■ Directive ■
Decide whether each statement below agrees with the forum thread on processor power management. Answer yes or no, and quote the words of the thread that settle it. 1. The pm framework treats a power level of 0 as off. 2. The us driver advertises a 0 level in its pm-components property. 3. Frequency scaling counts as a power state.

■ Reading text ■
(begin)

Thomas De Schampheleire wrote:
Hey,
I looked at both sunpm.c and us_drv.c (as suggested by sarito).
So, if I understand correctly, the code in sunpm.c allows for devices
to be put in a lower power level when they exceeded a certain
threshold of idle time. They are brought back up again when needed.
When we would consider the off state as a power level as well, I
believe it is possible to extend sunpm.c so that it handles this off
state correctly. This could be using the cpu.c functions you
mentioned.
sunpm.c does not require modification to handle an "off" power state.
The pm framework considers a power level of 0 to be off.
The us driver doesn't support an off state (doesn't advertise a 0
level in its pm-components property) because on the platforms that
it runs on (SPARC workstations), there is no "off" state of the
processor (no way to turn off the processor).
Now, while this can take down the processor when idle, it will be
possibly be woken up again by the scheduler very shortly. So that's
where the story of the power-aware scheduler comes in. We could for
example envision a strategy that works opposite to load balancing.
Instead of trying to balance, try to put as many tasks to the
currently available (in an active state) processors, and only when a
certain condition is reached (not sure yet which parameters, but I
think the cpu load, and queue length are of importance, right?) will a
sleeping processor be woken up and assigned a task to.
For the us_drv.c, if I understand correctly, currently it only
supports cpu frequency scaling, and no power states. Is that correct?
Frequency scaling is a power state (it greatly reduces power consumption
to reduce the clock frequency). us_drv.c does not handle a 0 power
state (off)
because the hardware it supports can't do it.

(end)

■ Entries shown ■
(begin)

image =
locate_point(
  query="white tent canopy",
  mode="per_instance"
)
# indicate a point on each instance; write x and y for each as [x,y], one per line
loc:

(end)

■ Response to this task ■
1. Yes: "The pm framework considers a power level of 0 to be off."
2. No: "The us driver doesn't support an off state (doesn't advertise a 0 level in its pm-components property)"
3. Yes: "Frequency scaling is a power state"